TASK BRIEF
Please convert every line of the entries below into a numbered list, skipping blank lines and leaving the pictures out.

-------------------------

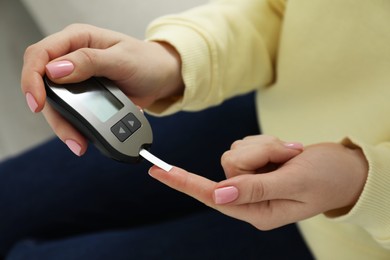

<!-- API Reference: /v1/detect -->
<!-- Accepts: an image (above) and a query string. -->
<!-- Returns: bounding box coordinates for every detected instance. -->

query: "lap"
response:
[0,94,312,259]
[8,210,311,260]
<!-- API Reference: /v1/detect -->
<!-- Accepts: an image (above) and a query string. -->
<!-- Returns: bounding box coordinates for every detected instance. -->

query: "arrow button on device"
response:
[111,121,131,142]
[121,113,141,133]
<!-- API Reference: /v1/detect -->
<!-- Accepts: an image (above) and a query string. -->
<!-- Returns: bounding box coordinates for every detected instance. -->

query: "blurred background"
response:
[0,0,207,161]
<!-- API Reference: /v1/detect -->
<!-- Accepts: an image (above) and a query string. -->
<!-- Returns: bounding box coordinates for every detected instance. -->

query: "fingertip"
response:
[26,92,38,113]
[65,139,85,156]
[213,186,239,205]
[46,60,75,79]
[283,142,304,151]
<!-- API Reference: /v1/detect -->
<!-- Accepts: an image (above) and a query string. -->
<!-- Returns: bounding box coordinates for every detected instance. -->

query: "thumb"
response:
[46,48,118,84]
[213,168,300,205]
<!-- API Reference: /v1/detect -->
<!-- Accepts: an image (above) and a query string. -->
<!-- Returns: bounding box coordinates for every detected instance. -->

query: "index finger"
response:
[149,166,217,208]
[21,24,122,112]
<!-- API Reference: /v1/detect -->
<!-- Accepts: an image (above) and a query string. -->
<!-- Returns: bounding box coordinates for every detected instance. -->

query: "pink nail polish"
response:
[214,186,238,205]
[65,140,81,156]
[46,60,74,79]
[283,142,303,151]
[26,92,38,113]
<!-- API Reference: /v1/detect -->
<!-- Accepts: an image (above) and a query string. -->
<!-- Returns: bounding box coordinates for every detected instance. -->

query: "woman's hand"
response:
[149,136,368,230]
[21,24,184,155]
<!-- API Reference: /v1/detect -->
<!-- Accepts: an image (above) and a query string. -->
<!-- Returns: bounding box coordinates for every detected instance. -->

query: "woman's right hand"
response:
[21,24,184,156]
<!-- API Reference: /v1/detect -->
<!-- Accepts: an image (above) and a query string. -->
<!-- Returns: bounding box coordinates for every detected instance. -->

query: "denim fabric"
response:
[0,94,311,260]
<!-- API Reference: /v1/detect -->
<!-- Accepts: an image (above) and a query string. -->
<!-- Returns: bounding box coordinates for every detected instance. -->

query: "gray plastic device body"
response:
[44,76,153,163]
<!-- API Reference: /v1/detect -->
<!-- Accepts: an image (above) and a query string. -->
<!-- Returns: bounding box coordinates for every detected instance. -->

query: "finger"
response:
[46,48,122,84]
[149,166,310,230]
[221,138,303,178]
[21,25,123,112]
[214,169,302,205]
[42,103,88,156]
[149,166,216,207]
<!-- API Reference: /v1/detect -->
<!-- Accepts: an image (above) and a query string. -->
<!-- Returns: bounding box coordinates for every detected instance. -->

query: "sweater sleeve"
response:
[334,139,390,249]
[146,0,284,114]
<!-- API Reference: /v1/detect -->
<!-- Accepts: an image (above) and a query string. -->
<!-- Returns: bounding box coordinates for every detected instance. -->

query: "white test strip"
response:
[139,149,173,172]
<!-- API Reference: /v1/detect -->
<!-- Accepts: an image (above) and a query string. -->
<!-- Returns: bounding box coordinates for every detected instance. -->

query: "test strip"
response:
[139,149,173,172]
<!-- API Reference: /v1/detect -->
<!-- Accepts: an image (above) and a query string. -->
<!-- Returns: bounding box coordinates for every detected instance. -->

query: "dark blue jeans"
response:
[0,94,311,260]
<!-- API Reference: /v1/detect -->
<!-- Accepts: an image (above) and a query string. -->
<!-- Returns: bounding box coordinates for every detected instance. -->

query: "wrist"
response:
[151,41,184,101]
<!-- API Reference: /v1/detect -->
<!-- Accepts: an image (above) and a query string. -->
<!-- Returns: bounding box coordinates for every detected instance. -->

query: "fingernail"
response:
[214,186,238,205]
[283,142,303,151]
[65,140,81,156]
[46,60,74,79]
[26,92,38,113]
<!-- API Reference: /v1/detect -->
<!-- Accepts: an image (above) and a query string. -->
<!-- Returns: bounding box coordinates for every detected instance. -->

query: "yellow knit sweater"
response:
[147,0,390,259]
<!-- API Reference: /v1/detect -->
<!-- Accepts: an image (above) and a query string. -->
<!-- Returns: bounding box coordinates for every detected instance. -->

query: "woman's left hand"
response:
[149,135,368,230]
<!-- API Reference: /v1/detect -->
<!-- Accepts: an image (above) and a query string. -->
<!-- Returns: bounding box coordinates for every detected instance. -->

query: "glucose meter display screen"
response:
[68,86,123,122]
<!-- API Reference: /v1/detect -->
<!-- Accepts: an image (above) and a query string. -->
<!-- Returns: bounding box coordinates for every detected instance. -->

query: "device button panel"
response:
[121,113,141,133]
[111,113,141,142]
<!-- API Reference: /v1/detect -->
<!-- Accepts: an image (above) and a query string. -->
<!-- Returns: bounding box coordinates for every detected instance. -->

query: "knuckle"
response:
[221,151,236,170]
[249,181,265,202]
[230,140,242,150]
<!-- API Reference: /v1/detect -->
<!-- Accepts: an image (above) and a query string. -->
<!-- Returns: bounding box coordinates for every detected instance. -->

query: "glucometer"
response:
[44,76,171,171]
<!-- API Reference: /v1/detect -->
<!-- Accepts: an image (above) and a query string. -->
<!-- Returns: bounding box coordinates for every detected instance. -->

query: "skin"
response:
[22,24,368,230]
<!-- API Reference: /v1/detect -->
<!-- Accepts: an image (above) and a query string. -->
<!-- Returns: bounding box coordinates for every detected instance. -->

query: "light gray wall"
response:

-------------------------

EXPECTED OUTPUT
1. <!-- API Reference: /v1/detect -->
2. <!-- Accepts: an image (above) and a query string. -->
3. <!-- Returns: bounding box coordinates for every detected instance. -->
4. query: "lap"
5. response:
6. [0,94,312,259]
7. [8,210,311,260]
8. <!-- API Reference: /v1/detect -->
9. <!-- Accepts: an image (above) and a query string. -->
10. <!-- Returns: bounding box coordinates for every detected instance. -->
11. query: "arrow button on device"
12. response:
13. [111,121,131,142]
14. [121,113,141,133]
15. <!-- API Reference: /v1/detect -->
16. <!-- Accepts: an image (above) and a query string. -->
17. <!-- Returns: bounding box coordinates for every detected instance. -->
18. query: "blurred background"
19. response:
20. [0,0,207,161]
21. <!-- API Reference: /v1/detect -->
22. <!-- Accepts: an image (above) and a query string. -->
23. <!-- Returns: bounding box coordinates for every detected instance. -->
24. query: "fingertip"
25. response:
26. [26,92,38,113]
27. [65,139,85,156]
28. [213,186,239,205]
29. [46,60,75,79]
30. [283,142,304,151]
31. <!-- API Reference: /v1/detect -->
32. <!-- Accepts: an image (above) and a query string. -->
33. <!-- Returns: bounding box coordinates for every detected instance. -->
34. query: "thumb"
35. response:
36. [46,48,118,84]
37. [213,168,300,205]
38. <!-- API Reference: /v1/detect -->
39. <!-- Accepts: an image (above) and a query string. -->
40. <!-- Returns: bounding box coordinates for every detected instance. -->
41. query: "index finger"
42. response:
43. [149,166,217,208]
44. [21,24,122,112]
45. <!-- API Reference: /v1/detect -->
46. <!-- Accepts: an image (above) and a query string. -->
47. <!-- Returns: bounding box coordinates for every detected instance. -->
48. query: "pink nail polish"
49. response:
50. [214,186,238,205]
51. [65,140,81,156]
52. [46,60,74,79]
53. [283,142,303,151]
54. [26,92,38,113]
55. <!-- API Reference: /v1/detect -->
56. <!-- Accepts: an image (above) and a query string. -->
57. <!-- Returns: bounding box coordinates for every detected instance. -->
58. query: "woman's hand"
59. response:
60. [149,136,368,230]
61. [21,24,184,155]
62. <!-- API Reference: /v1/detect -->
63. <!-- Accepts: an image (above) and a query string. -->
64. <!-- Returns: bounding box coordinates for every detected instance. -->
65. query: "woman's right hand"
66. response:
67. [21,24,184,156]
68. <!-- API Reference: /v1/detect -->
69. <!-- Accepts: an image (above) and a query string. -->
70. <!-- Returns: bounding box coordinates for every detected instance. -->
71. query: "denim fabric"
72. response:
73. [0,94,311,260]
74. <!-- API Reference: /v1/detect -->
75. <!-- Accepts: an image (above) and a query string. -->
76. <!-- Returns: bounding box coordinates for every detected instance. -->
77. query: "gray plastic device body"
78. response:
79. [44,76,153,163]
80. <!-- API Reference: /v1/detect -->
81. <!-- Accepts: an image (above) and a query string. -->
82. <!-- Returns: bounding box coordinates for every detected instance. -->
83. query: "finger"
84. response:
85. [46,48,122,84]
86. [149,166,310,230]
87. [221,138,303,178]
88. [21,25,123,112]
89. [214,169,302,205]
90. [42,103,88,156]
91. [149,166,216,207]
92. <!-- API Reference: /v1/detect -->
93. <!-- Accepts: an image (above) and a query string. -->
94. <!-- Returns: bounding box coordinates for every detected instance. -->
95. query: "sweater sleeve"
96. response:
97. [334,139,390,249]
98. [146,0,284,114]
99. <!-- API Reference: /v1/detect -->
100. <!-- Accepts: an image (above) and a query string. -->
101. <!-- Returns: bounding box coordinates for every detected instance. -->
102. query: "white test strip"
103. response:
104. [139,149,173,172]
105. <!-- API Reference: /v1/detect -->
106. <!-- Accepts: an image (above) and a query string. -->
107. <!-- Returns: bounding box coordinates for every detected instance. -->
108. query: "test strip"
109. response:
110. [139,149,173,172]
111. <!-- API Reference: /v1/detect -->
112. <!-- Accepts: an image (above) and a query string. -->
113. <!-- Returns: bounding box coordinates for every detected instance. -->
114. query: "dark blue jeans"
115. response:
116. [0,94,311,260]
117. <!-- API Reference: /v1/detect -->
118. <!-- Accepts: an image (above) and a query string. -->
119. <!-- Returns: bounding box coordinates for every detected instance. -->
120. query: "wrist"
121. response:
122. [151,41,184,101]
123. <!-- API Reference: /v1/detect -->
124. <!-- Accepts: an image (above) and a query string. -->
125. <!-- Returns: bounding box coordinates for every detected instance. -->
126. query: "fingernail"
127. response:
128. [214,186,238,205]
129. [283,142,303,151]
130. [65,140,81,156]
131. [46,60,74,79]
132. [26,92,38,113]
133. <!-- API Reference: /v1/detect -->
134. <!-- Accepts: an image (above) and a query string. -->
135. <!-- Returns: bounding box coordinates for every detected instance. -->
136. query: "yellow knit sweater"
137. response:
138. [147,0,390,259]
139. <!-- API Reference: /v1/detect -->
140. <!-- Accepts: an image (above) and a query string. -->
141. <!-- Returns: bounding box coordinates for every detected instance. -->
142. query: "woman's left hand"
143. response:
144. [149,135,368,230]
145. <!-- API Reference: /v1/detect -->
146. <!-- Accepts: an image (above) and a query string. -->
147. <!-- Returns: bounding box coordinates for every detected instance. -->
148. query: "glucose meter display screen"
149. response:
150. [68,86,123,122]
151. <!-- API Reference: /v1/detect -->
152. <!-- Accepts: an image (above) and a query string. -->
153. <!-- Returns: bounding box coordinates for every detected instance. -->
154. query: "device button panel"
155. response:
156. [121,113,141,133]
157. [111,113,141,142]
158. <!-- API Reference: /v1/detect -->
159. <!-- Accepts: an image (above) and a query string. -->
160. <!-- Returns: bounding box coordinates for every detected instance. -->
161. query: "knuckle"
162. response:
163. [221,151,236,170]
164. [249,181,265,202]
165. [230,140,242,150]
166. <!-- API Reference: /v1/detect -->
167. <!-- Accepts: an image (above) and a query string. -->
168. <!-- Returns: bounding box coordinates for every detected instance. -->
169. query: "glucometer"
170. response:
171. [44,76,171,171]
172. <!-- API Reference: /v1/detect -->
173. <!-- Accepts: an image (above) and a query string. -->
174. <!-- Returns: bounding box coordinates for every detected instance. -->
175. query: "skin"
176. response:
177. [22,24,368,230]
178. <!-- API Reference: /v1/detect -->
179. <!-- Accepts: an image (above) and a query string. -->
180. <!-- Returns: bounding box coordinates for every detected instance. -->
181. query: "light gray wall"
182. response:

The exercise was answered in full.